Prompt: In the open letter below, copy out everything from "It is painful" down to "we would succeed.", word for word.

Reading text:
============
An open letter of appeal dated Monday April 10, 2006 from Chief Sunday Awoniyi (Aro of Mopa), to President Olusegun Obasanjo.
Dear Segun,
Many times in the last several months (before the armed attack on me
on Sunday 12th March 2006 in my bedroom in Abuja) I have had
repeated strong feelings to write you an open letter on the affairs
of our country under your stewardship in the last seven years. I
refrained from doing so on each occasion because as one executive
outrage of your government followed the other, young men and women,
especially journalists, some of whom are in the same age bracket as
your children and mine, write on the issues concerned with so much
feeling, eloquence, logic and intelligence than I ever could.
Segun, although you probably will not believe it, it is nonetheless true that for some unaccountable reasons I still have some soft spot for you. I pray for you and wish you well. That partly accounts for this letter. I thought, may be if I am able to show you openly and unflatteringly the other side of the coin from the one displayed to you by those who behave as if they love you better than you love yourself, you may change tack and find a way out of the cul de sac into which you have been boxed.
What the vast majority of Nigerians and particularly the knowledgeable, experienced, patriotic lovers and leaders of our country have felt increasingly in the last seven years are mostly silent bewilderment, unbelief, deep pain and sorrow for you and for our country rather than just futile anger. They are embarrassed to see their once beloved leader waddling naked on the national and international stage while flatterers praise his robes as being more resplendent than those of the biblical King Solomon.
It is painful that the unequaled opportunity that providence and the good peoples of Nigeria gave you in 1999 to bind the nation's wounds and to strengthen its internal cohesion, through the various prescribed democratic institutions and organs, in freedom, justice and fair play, in an all inclusive manner have been so needlessly betrayed.
As you will recall, nobody thought that the task given to you in 1999 was going to be easy. At my own level, in spite of my initial grave doubts about your temperamental suitability for the job, I was persuaded from our many honest discussions over weeks and months that if you performed half as much as you sounded, we would succeed.
More importantly, from the stimulating seminars and retreats which we organised at which you participated and spoke eloquently about democracy and the team work that would be needed to revamp the nation, you made the leadership of the party that brought you to power and its vast followership to believe that you were a leader worthy of trust, who would midwife the democratic ethos we needed in our national life.
In addition, your comments, posture and activities after your military presidency, your Leadership Forum at Otta, your countrywide lectures on the virtues of democracy and your warnings to past and current leaders of the day not to take the good nature of Nigerians for granted, all helped to convince Nigerians that you were a committed democrat.
Furthermore, Nigerians had put religion behind them in the Abiola/Kingibe Moslem/Moslem presidential ticket as a major factor in the choice of their leader. And in your election, Nigerians decided to put ethnicity behind them as a major factor in their choice of the leader. They voted massively for you regardless of religion and ethnicity all over the country while your own people rejected you and humiliated you at the polls. These were two of the greatest achievements of Nigerians in nation building.
Segun, those were heady days, full of hope and expectations. I thought that if I could rekindle for you some sparks of the high ideals of those days, particularly at this period, when we have a confluence of spiritual preoccupations, and prayers by Nigerian Moslems and Christians alike (prophet Mohammed's birthday, PBUH, Lent and Easter), you may prayerfully join them and rethink where you have led Nigeria and how you can get her out of the jam into which she has now been landed.
============
Dataset content:
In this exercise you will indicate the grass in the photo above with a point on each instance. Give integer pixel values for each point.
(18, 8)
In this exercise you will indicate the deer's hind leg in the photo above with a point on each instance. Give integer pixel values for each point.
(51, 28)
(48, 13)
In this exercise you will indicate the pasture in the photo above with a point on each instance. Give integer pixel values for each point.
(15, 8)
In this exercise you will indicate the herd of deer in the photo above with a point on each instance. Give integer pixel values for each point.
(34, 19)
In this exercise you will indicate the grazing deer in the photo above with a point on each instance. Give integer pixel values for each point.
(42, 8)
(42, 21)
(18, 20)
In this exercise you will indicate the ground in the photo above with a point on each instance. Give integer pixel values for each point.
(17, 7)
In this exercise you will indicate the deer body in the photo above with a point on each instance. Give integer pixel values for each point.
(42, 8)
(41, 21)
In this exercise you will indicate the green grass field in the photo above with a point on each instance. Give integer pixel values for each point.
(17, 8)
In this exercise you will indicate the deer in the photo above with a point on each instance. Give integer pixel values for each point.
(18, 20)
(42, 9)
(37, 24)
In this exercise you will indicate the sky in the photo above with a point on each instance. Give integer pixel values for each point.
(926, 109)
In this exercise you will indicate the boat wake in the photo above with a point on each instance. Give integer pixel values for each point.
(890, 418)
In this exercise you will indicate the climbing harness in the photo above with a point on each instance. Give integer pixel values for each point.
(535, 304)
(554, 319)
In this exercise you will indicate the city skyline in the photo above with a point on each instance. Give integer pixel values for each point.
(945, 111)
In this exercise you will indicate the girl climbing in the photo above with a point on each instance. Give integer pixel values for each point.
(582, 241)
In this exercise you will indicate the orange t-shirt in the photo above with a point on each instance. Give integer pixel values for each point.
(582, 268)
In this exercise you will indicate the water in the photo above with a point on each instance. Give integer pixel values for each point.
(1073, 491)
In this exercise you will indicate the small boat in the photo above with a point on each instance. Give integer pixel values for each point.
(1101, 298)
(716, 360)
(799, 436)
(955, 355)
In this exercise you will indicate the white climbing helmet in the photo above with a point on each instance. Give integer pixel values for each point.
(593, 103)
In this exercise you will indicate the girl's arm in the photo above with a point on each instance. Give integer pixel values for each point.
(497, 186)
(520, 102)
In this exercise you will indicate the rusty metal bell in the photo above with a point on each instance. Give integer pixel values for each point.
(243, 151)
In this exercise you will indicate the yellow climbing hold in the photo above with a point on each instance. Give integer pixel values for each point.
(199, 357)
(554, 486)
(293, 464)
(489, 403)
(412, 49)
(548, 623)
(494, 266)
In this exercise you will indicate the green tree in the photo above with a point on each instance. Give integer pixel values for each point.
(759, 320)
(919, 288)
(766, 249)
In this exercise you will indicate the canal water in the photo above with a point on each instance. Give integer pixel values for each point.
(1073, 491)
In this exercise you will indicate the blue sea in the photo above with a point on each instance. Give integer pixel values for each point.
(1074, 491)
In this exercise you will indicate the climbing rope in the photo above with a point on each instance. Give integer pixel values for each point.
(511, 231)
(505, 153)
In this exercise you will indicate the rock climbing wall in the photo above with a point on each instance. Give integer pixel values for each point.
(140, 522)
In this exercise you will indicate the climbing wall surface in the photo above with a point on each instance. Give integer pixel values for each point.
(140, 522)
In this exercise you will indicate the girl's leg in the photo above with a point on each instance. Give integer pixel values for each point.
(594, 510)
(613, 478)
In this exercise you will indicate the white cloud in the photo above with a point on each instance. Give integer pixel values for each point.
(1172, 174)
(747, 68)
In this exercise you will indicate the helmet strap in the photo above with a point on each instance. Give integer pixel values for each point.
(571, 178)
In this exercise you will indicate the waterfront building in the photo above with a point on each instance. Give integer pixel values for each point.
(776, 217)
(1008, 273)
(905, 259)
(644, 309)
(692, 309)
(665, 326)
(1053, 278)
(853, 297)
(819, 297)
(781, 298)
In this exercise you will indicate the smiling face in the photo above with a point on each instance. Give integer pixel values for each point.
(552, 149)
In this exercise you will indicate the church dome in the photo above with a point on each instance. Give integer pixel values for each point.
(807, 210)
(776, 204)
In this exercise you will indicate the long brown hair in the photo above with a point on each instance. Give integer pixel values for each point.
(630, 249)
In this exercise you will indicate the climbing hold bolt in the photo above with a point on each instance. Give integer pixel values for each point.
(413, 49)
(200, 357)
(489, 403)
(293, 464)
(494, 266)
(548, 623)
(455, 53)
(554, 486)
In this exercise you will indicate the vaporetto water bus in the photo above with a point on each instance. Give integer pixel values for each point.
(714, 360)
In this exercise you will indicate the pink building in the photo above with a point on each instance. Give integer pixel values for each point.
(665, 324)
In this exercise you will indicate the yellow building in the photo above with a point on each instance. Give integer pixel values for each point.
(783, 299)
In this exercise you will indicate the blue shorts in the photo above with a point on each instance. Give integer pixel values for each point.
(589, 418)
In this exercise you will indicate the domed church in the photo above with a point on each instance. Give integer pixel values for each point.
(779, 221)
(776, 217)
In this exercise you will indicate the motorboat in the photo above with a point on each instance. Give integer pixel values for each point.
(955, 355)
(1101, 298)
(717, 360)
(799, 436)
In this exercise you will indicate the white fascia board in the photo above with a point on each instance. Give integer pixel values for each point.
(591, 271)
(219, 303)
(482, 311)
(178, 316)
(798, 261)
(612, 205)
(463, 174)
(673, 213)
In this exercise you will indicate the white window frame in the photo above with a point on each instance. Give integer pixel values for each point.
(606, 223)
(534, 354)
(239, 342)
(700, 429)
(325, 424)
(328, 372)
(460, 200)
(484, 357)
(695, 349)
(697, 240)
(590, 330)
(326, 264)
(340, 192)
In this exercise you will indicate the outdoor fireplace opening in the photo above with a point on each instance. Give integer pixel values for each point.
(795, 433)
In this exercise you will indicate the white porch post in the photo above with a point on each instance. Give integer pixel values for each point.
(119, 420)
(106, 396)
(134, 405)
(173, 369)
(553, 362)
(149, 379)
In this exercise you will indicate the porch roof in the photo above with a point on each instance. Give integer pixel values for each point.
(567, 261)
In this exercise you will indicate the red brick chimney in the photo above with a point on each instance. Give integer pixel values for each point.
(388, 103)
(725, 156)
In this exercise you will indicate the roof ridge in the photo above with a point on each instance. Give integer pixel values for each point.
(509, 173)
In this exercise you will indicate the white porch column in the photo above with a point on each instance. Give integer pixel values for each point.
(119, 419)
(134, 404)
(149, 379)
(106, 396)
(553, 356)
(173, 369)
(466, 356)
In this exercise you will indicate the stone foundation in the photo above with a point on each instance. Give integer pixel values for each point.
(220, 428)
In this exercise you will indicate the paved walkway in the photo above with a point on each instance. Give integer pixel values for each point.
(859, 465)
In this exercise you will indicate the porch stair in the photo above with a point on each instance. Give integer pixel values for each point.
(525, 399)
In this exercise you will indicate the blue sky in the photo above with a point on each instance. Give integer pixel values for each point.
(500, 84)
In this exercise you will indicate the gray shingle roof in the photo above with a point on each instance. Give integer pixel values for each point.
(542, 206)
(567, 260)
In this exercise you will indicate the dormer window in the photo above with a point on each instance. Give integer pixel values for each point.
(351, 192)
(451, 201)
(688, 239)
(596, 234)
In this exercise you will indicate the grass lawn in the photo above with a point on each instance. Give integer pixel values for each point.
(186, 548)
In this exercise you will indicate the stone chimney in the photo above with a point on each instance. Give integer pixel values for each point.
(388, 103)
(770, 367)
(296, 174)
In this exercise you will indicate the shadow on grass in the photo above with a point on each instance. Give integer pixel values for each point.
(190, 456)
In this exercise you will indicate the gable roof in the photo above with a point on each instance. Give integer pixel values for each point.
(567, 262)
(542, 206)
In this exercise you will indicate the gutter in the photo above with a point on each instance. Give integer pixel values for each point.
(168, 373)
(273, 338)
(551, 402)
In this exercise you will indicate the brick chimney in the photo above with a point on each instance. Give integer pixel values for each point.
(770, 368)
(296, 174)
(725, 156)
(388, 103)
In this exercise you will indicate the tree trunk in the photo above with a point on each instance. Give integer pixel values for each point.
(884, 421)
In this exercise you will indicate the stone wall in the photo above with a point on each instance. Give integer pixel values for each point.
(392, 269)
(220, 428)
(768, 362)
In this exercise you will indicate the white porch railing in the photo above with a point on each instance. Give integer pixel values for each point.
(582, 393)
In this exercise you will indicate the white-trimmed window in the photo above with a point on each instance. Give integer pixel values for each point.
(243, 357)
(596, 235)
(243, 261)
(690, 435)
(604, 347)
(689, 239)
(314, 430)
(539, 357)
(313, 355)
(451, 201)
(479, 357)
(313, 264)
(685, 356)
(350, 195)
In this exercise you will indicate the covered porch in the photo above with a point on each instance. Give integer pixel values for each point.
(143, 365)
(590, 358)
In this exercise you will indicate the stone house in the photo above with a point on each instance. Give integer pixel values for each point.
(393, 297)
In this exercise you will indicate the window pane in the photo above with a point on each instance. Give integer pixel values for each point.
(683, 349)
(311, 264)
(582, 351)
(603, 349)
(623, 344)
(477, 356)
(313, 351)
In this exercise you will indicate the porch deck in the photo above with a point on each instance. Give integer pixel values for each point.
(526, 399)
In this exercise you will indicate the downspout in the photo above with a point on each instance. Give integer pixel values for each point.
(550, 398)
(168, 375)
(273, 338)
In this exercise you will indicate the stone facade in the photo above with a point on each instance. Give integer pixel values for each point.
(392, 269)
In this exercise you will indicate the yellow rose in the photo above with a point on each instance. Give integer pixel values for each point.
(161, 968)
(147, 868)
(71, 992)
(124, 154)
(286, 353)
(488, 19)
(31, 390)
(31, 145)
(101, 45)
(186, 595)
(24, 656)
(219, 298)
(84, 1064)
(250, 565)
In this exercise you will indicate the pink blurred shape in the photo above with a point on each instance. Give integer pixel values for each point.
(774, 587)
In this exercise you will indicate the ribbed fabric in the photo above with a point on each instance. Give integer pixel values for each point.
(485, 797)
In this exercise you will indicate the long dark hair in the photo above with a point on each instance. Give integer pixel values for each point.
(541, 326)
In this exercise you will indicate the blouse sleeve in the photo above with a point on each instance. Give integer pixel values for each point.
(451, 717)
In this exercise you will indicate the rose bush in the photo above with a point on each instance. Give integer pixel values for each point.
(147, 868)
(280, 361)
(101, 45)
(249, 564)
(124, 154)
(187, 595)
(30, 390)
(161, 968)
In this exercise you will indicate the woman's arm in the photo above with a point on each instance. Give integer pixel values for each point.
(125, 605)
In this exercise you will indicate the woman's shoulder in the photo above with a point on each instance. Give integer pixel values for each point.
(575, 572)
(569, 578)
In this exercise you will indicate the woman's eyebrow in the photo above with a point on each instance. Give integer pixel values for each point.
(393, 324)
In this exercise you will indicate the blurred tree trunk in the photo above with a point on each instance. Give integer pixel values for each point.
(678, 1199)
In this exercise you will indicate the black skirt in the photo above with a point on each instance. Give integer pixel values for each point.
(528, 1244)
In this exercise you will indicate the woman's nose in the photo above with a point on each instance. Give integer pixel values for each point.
============
Result of the exercise:
It is painful that the unequaled opportunity that providence and the good peoples of Nigeria gave you in 1999 to bind the nation's wounds and to strengthen its internal cohesion, through the various prescribed democratic institutions and organs, in freedom, justice and fair play, in an all inclusive manner have been so needlessly betrayed.
As you will recall, nobody thought that the task given to you in 1999 was going to be easy. At my own level, in spite of my initial grave doubts about your temperamental suitability for the job, I was persuaded from our many honest discussions over weeks and months that if you performed half as much as you sounded, we would succeed.